begin SUPPLIED MATERIAL

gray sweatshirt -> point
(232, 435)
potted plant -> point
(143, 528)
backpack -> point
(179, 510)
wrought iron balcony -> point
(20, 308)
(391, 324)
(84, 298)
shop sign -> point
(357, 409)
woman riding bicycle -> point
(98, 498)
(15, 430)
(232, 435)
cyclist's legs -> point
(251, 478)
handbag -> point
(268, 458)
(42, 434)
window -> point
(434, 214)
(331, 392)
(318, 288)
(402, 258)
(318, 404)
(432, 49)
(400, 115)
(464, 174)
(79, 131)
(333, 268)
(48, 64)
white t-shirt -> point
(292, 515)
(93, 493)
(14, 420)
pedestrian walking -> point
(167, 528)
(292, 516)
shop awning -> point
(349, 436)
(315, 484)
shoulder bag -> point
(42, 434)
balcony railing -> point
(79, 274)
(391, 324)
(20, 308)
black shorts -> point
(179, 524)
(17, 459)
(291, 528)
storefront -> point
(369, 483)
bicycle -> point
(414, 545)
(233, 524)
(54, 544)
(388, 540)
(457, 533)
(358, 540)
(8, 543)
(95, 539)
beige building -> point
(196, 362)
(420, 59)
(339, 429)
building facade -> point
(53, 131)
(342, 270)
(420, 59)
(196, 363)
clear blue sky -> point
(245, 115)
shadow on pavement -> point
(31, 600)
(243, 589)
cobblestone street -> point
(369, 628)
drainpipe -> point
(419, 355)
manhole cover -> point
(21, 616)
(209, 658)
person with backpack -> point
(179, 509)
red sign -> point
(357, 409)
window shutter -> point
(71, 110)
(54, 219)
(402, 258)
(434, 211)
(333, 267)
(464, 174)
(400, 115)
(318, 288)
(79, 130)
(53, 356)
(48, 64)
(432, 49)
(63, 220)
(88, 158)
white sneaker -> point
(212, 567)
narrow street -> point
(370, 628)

end SUPPLIED MATERIAL

**TASK DIRECTIONS:** Give every line of the records as a JSON list of strings, one string per line, with blank lines omitted.

**FINAL RESULT:**
[
  "gray sweatshirt -> point",
  "(232, 435)",
  "potted plant -> point",
  "(143, 528)",
  "backpack -> point",
  "(179, 510)",
  "wrought iron balcony -> point",
  "(20, 308)",
  "(391, 324)",
  "(84, 298)",
  "shop sign -> point",
  "(357, 409)",
  "woman riding bicycle -> point",
  "(98, 498)",
  "(15, 430)",
  "(232, 435)",
  "cyclist's legs -> point",
  "(251, 478)",
  "handbag -> point",
  "(268, 458)",
  "(42, 434)",
  "window -> point",
  "(434, 214)",
  "(331, 392)",
  "(318, 288)",
  "(402, 258)",
  "(318, 404)",
  "(432, 49)",
  "(400, 115)",
  "(464, 174)",
  "(79, 131)",
  "(333, 268)",
  "(48, 64)",
  "white t-shirt -> point",
  "(292, 515)",
  "(93, 493)",
  "(14, 420)",
  "pedestrian walking -> point",
  "(167, 528)",
  "(292, 516)",
  "shop awning -> point",
  "(349, 436)",
  "(315, 484)",
  "shoulder bag -> point",
  "(42, 434)",
  "balcony railing -> point",
  "(79, 274)",
  "(391, 324)",
  "(20, 308)",
  "black shorts -> point",
  "(179, 524)",
  "(17, 459)",
  "(291, 528)",
  "storefront -> point",
  "(369, 483)",
  "bicycle -> point",
  "(414, 545)",
  "(233, 524)",
  "(54, 544)",
  "(388, 540)",
  "(457, 533)",
  "(358, 540)",
  "(8, 543)",
  "(95, 539)",
  "beige building -> point",
  "(196, 362)",
  "(420, 59)",
  "(339, 429)",
  "building facade -> point",
  "(53, 131)",
  "(342, 270)",
  "(420, 59)",
  "(196, 363)",
  "clear blue sky -> point",
  "(245, 115)",
  "shadow on pavement -> point",
  "(31, 600)",
  "(243, 589)",
  "cobblestone street -> point",
  "(369, 628)",
  "drainpipe -> point",
  "(419, 355)",
  "manhole cover -> point",
  "(21, 616)",
  "(209, 658)",
  "person with backpack -> point",
  "(179, 509)",
  "red sign -> point",
  "(357, 409)",
  "window shutter -> point",
  "(71, 110)",
  "(54, 219)",
  "(402, 258)",
  "(434, 211)",
  "(333, 267)",
  "(464, 174)",
  "(400, 115)",
  "(318, 288)",
  "(79, 130)",
  "(53, 356)",
  "(48, 64)",
  "(432, 49)",
  "(63, 220)",
  "(88, 158)",
  "white sneaker -> point",
  "(212, 567)",
  "narrow street -> point",
  "(370, 628)"
]